- [Work to do] Produce a verbatim copy of the entries listed below.

— begin —

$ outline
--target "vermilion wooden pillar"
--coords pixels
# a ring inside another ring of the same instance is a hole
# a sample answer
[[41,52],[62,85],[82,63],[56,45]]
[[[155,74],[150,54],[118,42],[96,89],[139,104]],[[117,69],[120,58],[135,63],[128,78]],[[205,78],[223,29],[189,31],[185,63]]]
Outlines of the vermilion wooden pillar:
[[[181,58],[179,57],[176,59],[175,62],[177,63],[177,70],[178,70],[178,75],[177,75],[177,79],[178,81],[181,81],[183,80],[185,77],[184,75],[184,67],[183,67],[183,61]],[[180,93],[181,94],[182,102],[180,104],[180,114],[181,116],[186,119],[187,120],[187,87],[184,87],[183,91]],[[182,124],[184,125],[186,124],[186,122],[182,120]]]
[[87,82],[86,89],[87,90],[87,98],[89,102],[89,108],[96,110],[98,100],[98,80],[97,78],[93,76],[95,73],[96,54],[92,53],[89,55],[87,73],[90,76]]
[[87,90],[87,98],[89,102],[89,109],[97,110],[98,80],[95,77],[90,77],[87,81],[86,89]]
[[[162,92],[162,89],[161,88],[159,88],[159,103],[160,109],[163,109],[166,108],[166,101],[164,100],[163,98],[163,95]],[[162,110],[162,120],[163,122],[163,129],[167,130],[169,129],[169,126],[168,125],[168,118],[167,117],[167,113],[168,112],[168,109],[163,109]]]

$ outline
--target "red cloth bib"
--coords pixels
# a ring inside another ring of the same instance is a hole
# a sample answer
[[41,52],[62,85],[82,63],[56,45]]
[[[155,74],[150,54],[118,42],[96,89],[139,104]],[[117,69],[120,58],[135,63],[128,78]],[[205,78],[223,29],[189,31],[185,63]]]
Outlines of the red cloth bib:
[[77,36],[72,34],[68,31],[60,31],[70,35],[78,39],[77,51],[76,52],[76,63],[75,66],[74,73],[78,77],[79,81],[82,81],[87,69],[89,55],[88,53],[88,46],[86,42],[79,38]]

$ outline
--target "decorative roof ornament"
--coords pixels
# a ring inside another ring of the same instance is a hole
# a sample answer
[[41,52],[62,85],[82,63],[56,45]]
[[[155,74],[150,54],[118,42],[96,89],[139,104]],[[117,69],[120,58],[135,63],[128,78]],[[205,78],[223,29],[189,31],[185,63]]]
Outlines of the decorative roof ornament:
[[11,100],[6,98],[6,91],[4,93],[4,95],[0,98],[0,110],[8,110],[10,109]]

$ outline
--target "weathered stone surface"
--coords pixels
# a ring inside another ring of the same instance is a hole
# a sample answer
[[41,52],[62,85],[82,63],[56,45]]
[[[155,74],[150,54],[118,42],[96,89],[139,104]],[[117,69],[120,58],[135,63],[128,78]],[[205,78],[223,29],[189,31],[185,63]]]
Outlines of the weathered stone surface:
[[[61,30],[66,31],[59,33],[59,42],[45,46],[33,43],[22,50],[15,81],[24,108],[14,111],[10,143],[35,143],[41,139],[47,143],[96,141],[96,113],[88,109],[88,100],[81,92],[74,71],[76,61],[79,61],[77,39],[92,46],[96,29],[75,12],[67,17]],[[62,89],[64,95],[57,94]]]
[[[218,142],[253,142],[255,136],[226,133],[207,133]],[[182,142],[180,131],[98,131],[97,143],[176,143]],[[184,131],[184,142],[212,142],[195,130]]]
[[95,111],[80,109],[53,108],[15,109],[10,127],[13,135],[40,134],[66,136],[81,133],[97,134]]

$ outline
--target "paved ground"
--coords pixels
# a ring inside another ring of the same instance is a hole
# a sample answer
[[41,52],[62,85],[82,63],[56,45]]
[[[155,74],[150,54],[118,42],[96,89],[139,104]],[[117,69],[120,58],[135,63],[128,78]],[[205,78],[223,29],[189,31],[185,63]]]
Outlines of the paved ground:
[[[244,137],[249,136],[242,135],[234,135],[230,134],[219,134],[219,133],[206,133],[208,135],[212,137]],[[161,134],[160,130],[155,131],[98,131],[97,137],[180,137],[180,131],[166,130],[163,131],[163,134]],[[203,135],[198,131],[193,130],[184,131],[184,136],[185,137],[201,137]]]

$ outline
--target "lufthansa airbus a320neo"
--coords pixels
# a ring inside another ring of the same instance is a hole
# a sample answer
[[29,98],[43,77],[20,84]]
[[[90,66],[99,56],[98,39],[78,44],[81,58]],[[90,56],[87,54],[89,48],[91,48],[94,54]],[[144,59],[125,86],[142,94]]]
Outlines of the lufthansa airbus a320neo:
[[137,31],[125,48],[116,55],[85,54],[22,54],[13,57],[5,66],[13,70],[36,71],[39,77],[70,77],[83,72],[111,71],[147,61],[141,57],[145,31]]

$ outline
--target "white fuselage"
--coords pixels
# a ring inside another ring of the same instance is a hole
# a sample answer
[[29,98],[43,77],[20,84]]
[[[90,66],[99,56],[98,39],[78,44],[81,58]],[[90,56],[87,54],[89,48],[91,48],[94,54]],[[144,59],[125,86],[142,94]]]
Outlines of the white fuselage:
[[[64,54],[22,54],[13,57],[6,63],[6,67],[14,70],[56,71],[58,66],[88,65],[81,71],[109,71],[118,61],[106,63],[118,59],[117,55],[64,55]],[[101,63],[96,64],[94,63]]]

— end —

- [Exercise result]
$ outline
--target "vermilion wooden pillar"
--coords pixels
# a ring inside another ring of the same instance is a hole
# a sample answer
[[41,52],[62,85],[82,63],[56,45]]
[[[155,74],[150,54],[118,42],[96,89],[139,104]],[[117,69],[120,58],[135,63],[128,78]],[[205,78],[223,29],[189,31],[185,63]]]
Outlines of the vermilion wooden pillar:
[[[181,58],[179,57],[176,59],[175,62],[177,63],[177,70],[178,70],[178,75],[177,75],[177,79],[178,81],[181,81],[183,80],[185,77],[184,75],[184,67],[183,67],[183,61]],[[180,93],[181,94],[182,102],[180,104],[180,114],[181,116],[186,119],[187,120],[187,87],[184,87],[183,91]],[[182,124],[184,125],[186,124],[186,122],[182,120]]]
[[87,82],[86,89],[87,90],[87,98],[89,102],[89,108],[96,110],[98,100],[98,80],[97,78],[93,76],[95,73],[96,54],[92,53],[89,55],[87,73],[90,76]]
[[87,90],[87,98],[89,102],[89,109],[97,110],[98,80],[95,77],[90,77],[87,81],[86,89]]
[[[162,92],[162,89],[161,88],[159,88],[159,103],[160,109],[163,109],[166,108],[166,101],[164,100],[163,98],[163,95]],[[162,110],[162,120],[163,122],[163,129],[167,130],[169,129],[169,126],[168,125],[168,118],[167,117],[167,113],[168,112],[168,109],[163,109]]]

$ outline
--target "red cloth bib"
--coords pixels
# a ring inside another ring of the same instance is a hole
# a sample answer
[[41,52],[62,85],[82,63],[56,45]]
[[[155,74],[150,54],[118,42],[96,89],[139,104]],[[117,69],[120,58],[135,63],[128,78]],[[205,78],[223,29],[189,31],[185,63]]]
Outlines of the red cloth bib:
[[77,36],[72,34],[68,31],[60,31],[70,35],[78,39],[77,51],[76,52],[76,63],[75,66],[74,73],[78,77],[79,81],[82,81],[87,69],[89,55],[88,53],[88,46],[86,42],[79,38]]

$ outline
--target "decorative roof ornament"
--coords pixels
# a ring inside another ring of the same instance is a hole
# a sample answer
[[41,52],[62,85],[82,63],[56,45]]
[[[155,74],[150,54],[118,42],[96,89],[139,104]],[[117,69],[120,58],[135,63],[128,78]],[[205,78],[223,29],[189,31],[185,63]]]
Outlines of the decorative roof ornament:
[[11,100],[6,98],[6,91],[4,93],[4,95],[0,98],[0,110],[8,110],[10,109]]

$ outline
--target "weathered stone surface"
--coords pixels
# a ring inside another ring of the same instance is a hole
# a sample answer
[[41,52],[62,85],[82,63],[56,45]]
[[[155,74],[150,54],[118,42],[96,89],[139,104]],[[117,69],[120,58],[135,63],[128,78]],[[205,78],[223,29],[189,31],[185,63]]]
Outlines of the weathered stone surface:
[[[61,30],[66,31],[59,33],[59,42],[45,46],[33,43],[22,50],[15,81],[24,108],[14,111],[10,143],[35,143],[41,139],[47,143],[96,141],[96,113],[88,109],[88,100],[81,92],[74,71],[76,61],[79,61],[77,39],[92,46],[96,29],[75,12],[67,17]],[[62,89],[64,95],[57,94]]]
[[[218,142],[253,142],[255,136],[226,133],[207,133]],[[182,142],[180,131],[98,131],[97,143],[176,143]],[[184,131],[184,142],[212,142],[195,130]]]
[[95,111],[80,109],[53,108],[15,109],[10,127],[13,135],[40,134],[66,136],[81,133],[97,134]]

$ outline
--target "paved ground"
--coords pixels
# a ring inside another ring of the same instance is a hole
# a sample answer
[[41,52],[62,85],[82,63],[56,45]]
[[[155,74],[150,54],[118,42],[96,89],[139,104]],[[117,69],[120,58],[135,63],[128,78]],[[205,78],[223,29],[189,31],[185,63]]]
Outlines of the paved ground:
[[[244,137],[249,136],[242,135],[234,135],[230,134],[219,134],[219,133],[206,133],[208,135],[212,137]],[[161,134],[160,130],[155,131],[98,131],[97,137],[180,137],[180,131],[166,130],[163,131],[163,134]],[[203,135],[198,131],[193,130],[184,131],[184,136],[185,137],[201,137]]]

$ outline
--target "lufthansa airbus a320neo"
--coords pixels
# a ring inside another ring of the same instance is a hole
# a sample answer
[[29,98],[43,77],[20,84]]
[[[90,66],[99,56],[98,39],[78,44],[81,58]],[[90,56],[87,54],[89,48],[91,48],[94,54]],[[144,59],[125,86],[142,94]]]
Outlines of the lufthansa airbus a320neo:
[[137,31],[125,48],[116,55],[85,54],[22,54],[13,57],[5,66],[13,70],[36,71],[39,77],[70,77],[83,72],[111,71],[147,61],[141,57],[145,31]]

$ outline
--target "white fuselage"
--coords pixels
# a ring inside another ring of the same instance is a hole
# a sample answer
[[29,98],[43,77],[20,84]]
[[[90,66],[99,56],[98,39],[78,44],[81,58]],[[90,56],[87,54],[89,48],[91,48],[94,54]],[[144,59],[125,86],[142,94]]]
Outlines of the white fuselage:
[[[64,54],[22,54],[13,57],[6,63],[6,67],[14,70],[56,71],[58,66],[88,65],[81,71],[109,71],[118,61],[106,63],[118,59],[117,55],[64,55]],[[101,63],[96,64],[94,63]]]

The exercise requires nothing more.